*SHORT TASK*
Reproduce word for word the part of the TRAIN tax reform article below, starting with "Expected to be" and going on through "ALU-TUCP spokesperson, said.".

MANILA, Philippines – Without fixed wages and not covered by social protection benefits, the country’s informal sector workers are among those who stand to be worst hit with the implementation of the Tax Reform for Acceleration and Inclusion (TRAIN) bill,a labor federation said Monday.

The Associated Labor Unions-Trade Union Congress of the Philippines (ALU-TUCP) estimated around 15.6 million underground economy workera will be affected when the TRAIN bill is signed into law.

Expected to be signed into law on Tuesday, December 19, the measure reduces the individual income tax, but increass the excise tax on fuel products, new vehicles, tobacco products, and sweetened beverages that could push up prices of commodities.

“Informal sector workers working in the informal economy will be run over by the TRAIN,” Alan Tanjusay, ALU-TUCP spokesperson, said.

*DATA EXTRACT*
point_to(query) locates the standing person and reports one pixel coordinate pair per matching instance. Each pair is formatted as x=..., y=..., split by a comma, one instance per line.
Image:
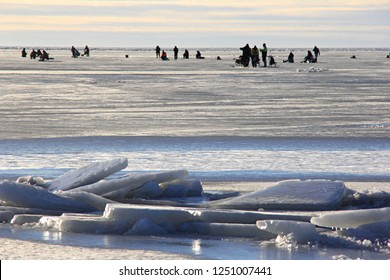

*RESULT OF THIS TASK*
Expected to be signed into law on Tuesday, December 19, the measure reduces the individual income tax, but increass the excise tax on fuel products, new vehicles, tobacco products, and sweetened beverages that could push up prices of commodities.

“Informal sector workers working in the informal economy will be run over by the TRAIN,” Alan Tanjusay, ALU-TUCP spokesperson, said.